**WHAT YOU HAVE TO DO**
Convert the items, starting at the line that contains "The function MUST return, for every instance of the gravel" and ending after the line that contains "[[17, 55], [263, 43]]", into a two-column CSV with the headers text and answer. Give one row per item, put each value in a single quoted field, and replace line breaks within a value with spaces.

(Object position labeling entries)
○ ○ ○ ○ ○ ○ ○

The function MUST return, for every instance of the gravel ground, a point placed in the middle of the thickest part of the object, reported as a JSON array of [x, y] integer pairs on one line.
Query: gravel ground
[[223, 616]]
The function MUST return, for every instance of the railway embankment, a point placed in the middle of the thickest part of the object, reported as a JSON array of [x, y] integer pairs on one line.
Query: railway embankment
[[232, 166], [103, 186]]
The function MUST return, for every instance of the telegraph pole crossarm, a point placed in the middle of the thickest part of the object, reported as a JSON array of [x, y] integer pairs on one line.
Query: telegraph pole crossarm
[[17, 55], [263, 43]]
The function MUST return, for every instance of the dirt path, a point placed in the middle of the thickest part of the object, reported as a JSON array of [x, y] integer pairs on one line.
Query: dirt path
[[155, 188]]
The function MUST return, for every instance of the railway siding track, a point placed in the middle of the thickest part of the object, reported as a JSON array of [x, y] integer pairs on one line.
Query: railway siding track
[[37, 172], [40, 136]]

○ ○ ○ ○ ○ ○ ○

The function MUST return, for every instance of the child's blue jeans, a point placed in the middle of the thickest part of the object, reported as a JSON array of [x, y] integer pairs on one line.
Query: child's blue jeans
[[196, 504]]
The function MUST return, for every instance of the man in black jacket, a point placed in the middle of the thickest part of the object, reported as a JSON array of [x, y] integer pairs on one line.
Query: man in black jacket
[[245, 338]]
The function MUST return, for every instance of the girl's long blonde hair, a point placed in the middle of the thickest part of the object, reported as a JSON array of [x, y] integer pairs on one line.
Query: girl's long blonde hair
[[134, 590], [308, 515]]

○ ○ ○ ○ ○ ○ ○

**SOLUTION**
text,answer
"The function MUST return, for every instance of the gravel ground, a point placed in the middle of the thickest part of the object, reported as a JSON array of [x, y] integer pairs on one line. Query: gravel ground","[[223, 616]]"
"The function MUST return, for every instance of the railway embankment, a point placed in the middle of the thickest part of the object, reported as a JSON array of [x, y] integer pairs on one line. Query: railway embankment","[[232, 166], [103, 186]]"
"The function MUST return, for every instance of the telegraph pole crossarm, a point placed in the middle of the thickest part of the object, reported as a JSON array of [x, y] integer pairs on one line. Query: telegraph pole crossarm","[[17, 55], [263, 43]]"